Dataset rows
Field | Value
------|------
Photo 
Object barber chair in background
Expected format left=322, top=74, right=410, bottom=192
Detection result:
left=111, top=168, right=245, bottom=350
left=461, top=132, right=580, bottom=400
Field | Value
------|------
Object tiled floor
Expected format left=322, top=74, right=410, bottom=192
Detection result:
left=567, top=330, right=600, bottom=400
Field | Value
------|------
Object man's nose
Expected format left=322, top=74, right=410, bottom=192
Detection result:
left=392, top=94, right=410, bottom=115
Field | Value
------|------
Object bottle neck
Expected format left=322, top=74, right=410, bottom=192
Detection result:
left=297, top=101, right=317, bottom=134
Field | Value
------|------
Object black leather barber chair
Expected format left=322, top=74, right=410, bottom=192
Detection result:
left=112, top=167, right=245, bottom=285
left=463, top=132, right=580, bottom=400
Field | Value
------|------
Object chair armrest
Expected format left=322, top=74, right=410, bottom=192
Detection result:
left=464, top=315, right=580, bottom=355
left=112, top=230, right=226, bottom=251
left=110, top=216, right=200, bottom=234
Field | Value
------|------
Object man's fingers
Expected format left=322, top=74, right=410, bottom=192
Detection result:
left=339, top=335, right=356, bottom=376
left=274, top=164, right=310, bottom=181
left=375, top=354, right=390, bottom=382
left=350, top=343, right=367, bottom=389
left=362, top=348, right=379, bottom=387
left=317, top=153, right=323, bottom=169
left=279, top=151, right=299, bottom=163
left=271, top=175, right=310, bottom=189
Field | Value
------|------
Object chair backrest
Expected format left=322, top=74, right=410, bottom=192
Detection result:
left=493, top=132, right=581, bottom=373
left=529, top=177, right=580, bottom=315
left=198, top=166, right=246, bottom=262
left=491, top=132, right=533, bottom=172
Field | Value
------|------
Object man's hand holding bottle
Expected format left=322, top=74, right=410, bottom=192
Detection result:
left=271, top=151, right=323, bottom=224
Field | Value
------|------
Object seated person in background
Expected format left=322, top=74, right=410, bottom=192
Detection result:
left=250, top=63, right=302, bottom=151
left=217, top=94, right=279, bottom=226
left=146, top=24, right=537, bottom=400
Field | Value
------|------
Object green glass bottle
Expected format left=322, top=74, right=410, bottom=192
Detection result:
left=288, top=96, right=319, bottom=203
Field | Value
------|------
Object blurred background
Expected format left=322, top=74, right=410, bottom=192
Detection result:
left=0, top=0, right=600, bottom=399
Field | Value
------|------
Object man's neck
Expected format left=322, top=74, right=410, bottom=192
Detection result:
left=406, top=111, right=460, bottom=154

What you need to do
Reproduce the listing from its start up to and including the line with "left=491, top=132, right=533, bottom=172", shifting every bounding-box coordinate in the detection results by adding 67 to it.

Solution below
Field | Value
------|------
Photo 
Object barber chair in background
Expected format left=322, top=74, right=410, bottom=192
Detection result:
left=178, top=235, right=312, bottom=417
left=528, top=199, right=647, bottom=467
Field | Value
------|------
Object tiled floor
Expected format left=322, top=74, right=410, bottom=192
Detection result:
left=634, top=397, right=667, bottom=467
Field | Value
------|------
Object man's nose
Expected format left=322, top=74, right=410, bottom=192
Detection result:
left=459, top=161, right=477, bottom=182
Field | Value
------|------
Object bottle neck
Expected format left=322, top=74, right=410, bottom=192
Detection result:
left=364, top=168, right=384, bottom=201
Field | Value
------|------
Object black leather barber chair
Expected format left=322, top=74, right=410, bottom=192
Detection result:
left=179, top=234, right=312, bottom=352
left=530, top=199, right=647, bottom=467
Field | Value
------|------
Object chair armrest
Expected format left=322, top=74, right=410, bottom=192
Detection result:
left=531, top=382, right=647, bottom=422
left=179, top=297, right=293, bottom=318
left=177, top=283, right=267, bottom=301
Field | Value
------|------
Object man's fingers
Expected format left=322, top=74, right=410, bottom=192
Detection result:
left=406, top=402, right=423, bottom=443
left=341, top=231, right=377, bottom=248
left=442, top=421, right=457, bottom=449
left=417, top=410, right=434, bottom=456
left=429, top=415, right=446, bottom=454
left=384, top=220, right=390, bottom=236
left=346, top=218, right=366, bottom=230
left=338, top=242, right=377, bottom=256
Field | Value
------|------
Object chair backrest
Expected format left=322, top=74, right=410, bottom=192
Detection result:
left=560, top=199, right=648, bottom=440
left=596, top=244, right=647, bottom=382
left=265, top=233, right=313, bottom=329
left=558, top=199, right=600, bottom=239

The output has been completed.